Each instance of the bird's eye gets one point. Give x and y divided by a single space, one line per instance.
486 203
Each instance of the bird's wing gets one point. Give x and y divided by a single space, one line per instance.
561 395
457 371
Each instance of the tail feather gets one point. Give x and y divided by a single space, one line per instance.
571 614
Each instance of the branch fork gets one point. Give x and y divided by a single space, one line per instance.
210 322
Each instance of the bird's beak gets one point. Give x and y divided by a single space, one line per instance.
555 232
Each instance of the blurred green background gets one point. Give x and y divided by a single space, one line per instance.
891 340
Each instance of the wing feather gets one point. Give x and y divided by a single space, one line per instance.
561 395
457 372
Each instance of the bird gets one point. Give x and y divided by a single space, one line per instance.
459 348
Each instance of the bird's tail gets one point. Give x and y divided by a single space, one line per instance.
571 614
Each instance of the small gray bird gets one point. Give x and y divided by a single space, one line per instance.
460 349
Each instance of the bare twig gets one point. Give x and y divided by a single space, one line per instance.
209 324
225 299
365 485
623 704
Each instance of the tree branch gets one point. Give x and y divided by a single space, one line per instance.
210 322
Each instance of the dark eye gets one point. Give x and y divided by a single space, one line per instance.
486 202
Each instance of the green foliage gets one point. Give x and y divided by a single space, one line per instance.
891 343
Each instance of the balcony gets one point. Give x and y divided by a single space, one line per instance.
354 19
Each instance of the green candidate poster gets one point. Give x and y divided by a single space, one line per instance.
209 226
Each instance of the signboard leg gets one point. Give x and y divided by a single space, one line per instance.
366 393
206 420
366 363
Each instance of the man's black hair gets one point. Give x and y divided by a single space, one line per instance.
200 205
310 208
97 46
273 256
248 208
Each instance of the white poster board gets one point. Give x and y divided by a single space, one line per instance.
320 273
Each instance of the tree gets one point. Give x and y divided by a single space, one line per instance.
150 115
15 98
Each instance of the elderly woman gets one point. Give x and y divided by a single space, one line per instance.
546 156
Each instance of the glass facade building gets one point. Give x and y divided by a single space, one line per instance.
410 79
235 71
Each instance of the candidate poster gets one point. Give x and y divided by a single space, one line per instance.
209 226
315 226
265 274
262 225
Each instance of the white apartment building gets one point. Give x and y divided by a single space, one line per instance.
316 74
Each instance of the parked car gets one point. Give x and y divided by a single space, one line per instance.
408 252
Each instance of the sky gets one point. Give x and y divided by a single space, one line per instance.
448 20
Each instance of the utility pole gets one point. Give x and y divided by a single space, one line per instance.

◆ TO BE DONE: Starting at the line that contains "Each instance of the dark" and ending at the last line of the material, add 86 to each coordinate value and write out every line in that span again, leaving all other lines unchanged.

◆ REPLY TO THE TASK:
Each instance of the dark eye gets one point. Give x and y divided by a single space, one line per instance.
572 288
Each instance of the green foliage gets one point. Give x and y divided by a single space, one line per instance.
977 429
Each instance of the balcony gets one point. Give x and y divided by a single space, one line per instance.
440 105
Each instance of the green candidate poster gets one point. Give x and y divided by a single space, one line per instance.
295 312
Each instance of the signboard leg gets one point. Give x and y divided by a single space, one line per instance.
452 479
292 506
452 449
Each instance of the man's black hair gets one point. Give x and y divided by a single space, one line per instance.
286 291
396 294
183 132
359 342
334 294
Each instance of the white poster board gets one point. Give x and y divided by a single space, one line per instance.
406 359
Each instance of the tree gets one point. Give x and y divided by a single space, one line per instance.
236 201
101 184
Each instance of the elderly woman gets one point. Give x and y divided by a single space, one line per instance.
632 242
Each instance of the glass facade building gets one point. Give x and y divided by a single space, one line per instance.
496 165
321 157
Each instance of the candidate poster gets one point. Give x and y divided by a single space, one line per instance.
295 312
401 312
351 360
348 311
Each instance of the white apartment building gets one point. Give x and y divided by a single space, one line per instance.
402 160
Each instance of the parked car gets one point. Give x and y divided by a single space, one line per instance.
494 338
Each instance of the sky gets one point. Give x and y divided by a single space, one line per instance.
534 106
Each instance of the utility pole gets one point. Give x and y divided by a single space, one line per instance.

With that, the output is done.